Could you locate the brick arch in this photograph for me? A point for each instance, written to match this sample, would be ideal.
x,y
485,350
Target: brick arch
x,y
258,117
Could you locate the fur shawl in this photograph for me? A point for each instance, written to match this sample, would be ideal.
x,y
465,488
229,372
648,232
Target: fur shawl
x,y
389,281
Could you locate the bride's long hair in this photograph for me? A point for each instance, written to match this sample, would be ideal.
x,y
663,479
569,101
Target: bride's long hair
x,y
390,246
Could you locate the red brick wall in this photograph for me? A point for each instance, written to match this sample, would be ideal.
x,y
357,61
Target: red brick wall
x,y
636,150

Instructions for the task: Rewrite all of the material above, putting "Object" wherever "Target" appears and leaving everything else unchanged.

Response to the task:
Could you locate the brick arch in this photograph for me? A point for each instance, written to match this sample, would be ideal.
x,y
485,350
Object: brick arch
x,y
258,117
Could you locate the fur shawl in this photograph for me? A point for each instance, written to match this sample, would be ideal.
x,y
465,488
229,372
648,232
Object: fur shawl
x,y
389,281
Could you locate the bride's long hair in this photograph for me? A point for each instance, written to match this sample, would be ideal.
x,y
663,479
569,101
Object: bride's long hair
x,y
390,246
Could you locate the red brick wall in this photograph for me? A point for each instance, written to match this sample, would be ideal.
x,y
357,61
Object: red brick wall
x,y
636,150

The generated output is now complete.